__How to complete this task__. Transcribe word for word the lines below from the line with "target: **glossy tomato surface**" through the line with "note: a mask", ends included.

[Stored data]
..........

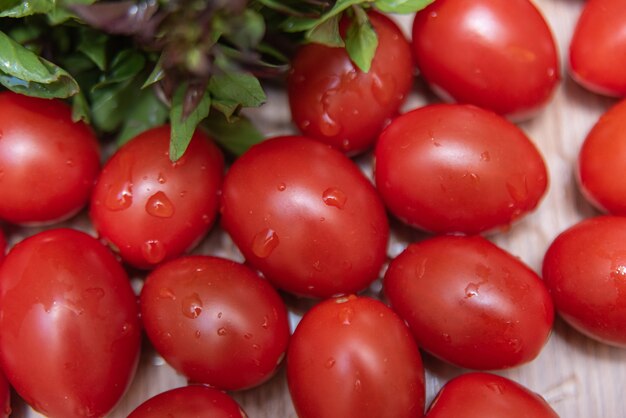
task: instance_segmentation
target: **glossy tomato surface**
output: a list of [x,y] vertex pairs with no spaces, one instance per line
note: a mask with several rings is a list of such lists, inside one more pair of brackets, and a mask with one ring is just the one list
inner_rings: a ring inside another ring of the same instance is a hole
[[106,163],[91,199],[96,230],[122,258],[152,268],[193,247],[212,226],[224,161],[196,131],[183,157],[169,159],[170,127],[145,131]]
[[298,324],[287,382],[300,418],[404,418],[424,413],[424,370],[404,322],[383,303],[328,299]]
[[69,218],[89,200],[100,171],[94,133],[69,106],[0,93],[0,219],[18,224]]
[[0,266],[0,363],[46,416],[104,416],[117,404],[139,358],[138,316],[125,271],[83,232],[36,234]]
[[188,256],[165,263],[148,275],[140,301],[156,350],[196,383],[226,390],[259,385],[287,349],[282,299],[234,261]]
[[589,218],[562,232],[546,252],[543,279],[565,321],[626,347],[626,218]]
[[[404,34],[380,13],[369,13],[369,19],[378,47],[367,73],[345,48],[311,43],[296,54],[288,79],[291,116],[300,131],[349,154],[374,144],[413,85],[412,52]],[[342,23],[343,29],[349,24]]]
[[411,244],[390,263],[384,291],[421,348],[469,369],[531,361],[554,320],[537,274],[478,236]]
[[466,373],[446,383],[426,418],[559,418],[538,394],[489,373]]
[[626,96],[626,2],[588,0],[569,45],[569,70],[585,88],[609,96]]
[[0,418],[11,415],[11,387],[4,373],[0,373]]
[[277,287],[328,297],[367,287],[386,257],[383,204],[359,168],[304,137],[266,140],[224,180],[222,225]]
[[383,131],[375,158],[389,210],[436,233],[506,227],[539,204],[548,184],[543,158],[524,132],[471,105],[405,113]]
[[413,50],[444,98],[518,119],[544,106],[560,79],[551,30],[529,0],[437,0],[415,16]]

..........

__Answer space__.
target: **glossy tomato surface**
output: a list of [x,y] vertex pairs with no spaces, one instance per line
note: a mask with several rings is a list of such lists, inside one more pair of brackets, and a mask with one ring is just the one list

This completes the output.